Recorded information —
==========

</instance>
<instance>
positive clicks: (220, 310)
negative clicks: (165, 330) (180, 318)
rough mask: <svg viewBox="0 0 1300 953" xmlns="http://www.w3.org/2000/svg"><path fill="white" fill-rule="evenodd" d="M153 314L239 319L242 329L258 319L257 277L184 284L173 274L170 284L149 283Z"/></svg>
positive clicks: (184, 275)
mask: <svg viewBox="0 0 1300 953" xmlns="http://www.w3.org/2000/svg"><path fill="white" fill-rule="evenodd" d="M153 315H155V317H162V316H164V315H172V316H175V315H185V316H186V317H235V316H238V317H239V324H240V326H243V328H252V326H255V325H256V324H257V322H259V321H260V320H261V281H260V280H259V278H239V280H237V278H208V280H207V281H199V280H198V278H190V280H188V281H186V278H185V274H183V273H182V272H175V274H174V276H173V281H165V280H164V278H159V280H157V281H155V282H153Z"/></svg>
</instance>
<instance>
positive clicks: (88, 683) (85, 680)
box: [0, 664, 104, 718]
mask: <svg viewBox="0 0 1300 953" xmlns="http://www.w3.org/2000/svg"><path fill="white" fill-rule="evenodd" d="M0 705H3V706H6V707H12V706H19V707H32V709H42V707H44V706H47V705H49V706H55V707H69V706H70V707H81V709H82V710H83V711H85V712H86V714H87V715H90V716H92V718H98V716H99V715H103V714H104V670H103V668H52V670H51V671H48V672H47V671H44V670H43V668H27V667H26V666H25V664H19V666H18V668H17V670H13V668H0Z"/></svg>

==========

Your assignment — Rewrite the entries above, replacing "positive clicks" with "foreground clicks" and leaving everything else unchanged.

Response to the exercise —
</instance>
<instance>
foreground clicks: (220, 310)
negative clicks: (165, 330) (180, 318)
rough mask: <svg viewBox="0 0 1300 953" xmlns="http://www.w3.org/2000/svg"><path fill="white" fill-rule="evenodd" d="M153 314L239 319L242 329L258 319L257 277L184 284L173 274L170 284L149 283Z"/></svg>
foreground clicks: (184, 275)
mask: <svg viewBox="0 0 1300 953" xmlns="http://www.w3.org/2000/svg"><path fill="white" fill-rule="evenodd" d="M153 315H155V317H162V316H164V315H172V316H175V315H185V316H186V317H235V316H238V317H239V324H240V326H243V328H252V326H255V325H256V324H257V322H259V321H260V320H261V281H260V280H259V278H239V280H237V278H208V280H207V281H199V280H198V278H190V280H188V281H186V278H185V274H183V273H182V272H175V274H174V276H173V281H165V280H164V278H159V280H157V281H155V282H153Z"/></svg>
</instance>
<instance>
foreground clicks: (88, 683) (85, 680)
box: [0, 664, 104, 718]
mask: <svg viewBox="0 0 1300 953" xmlns="http://www.w3.org/2000/svg"><path fill="white" fill-rule="evenodd" d="M0 705H3V706H6V707H12V706H19V707H32V709H42V707H44V706H47V705H49V706H55V707H69V706H70V707H81V709H82V710H83V711H85V712H86V714H87V715H90V716H92V718H98V716H99V715H103V714H104V670H103V668H52V670H51V671H48V672H47V671H44V670H43V668H27V667H26V666H25V664H19V666H18V668H17V670H13V668H0Z"/></svg>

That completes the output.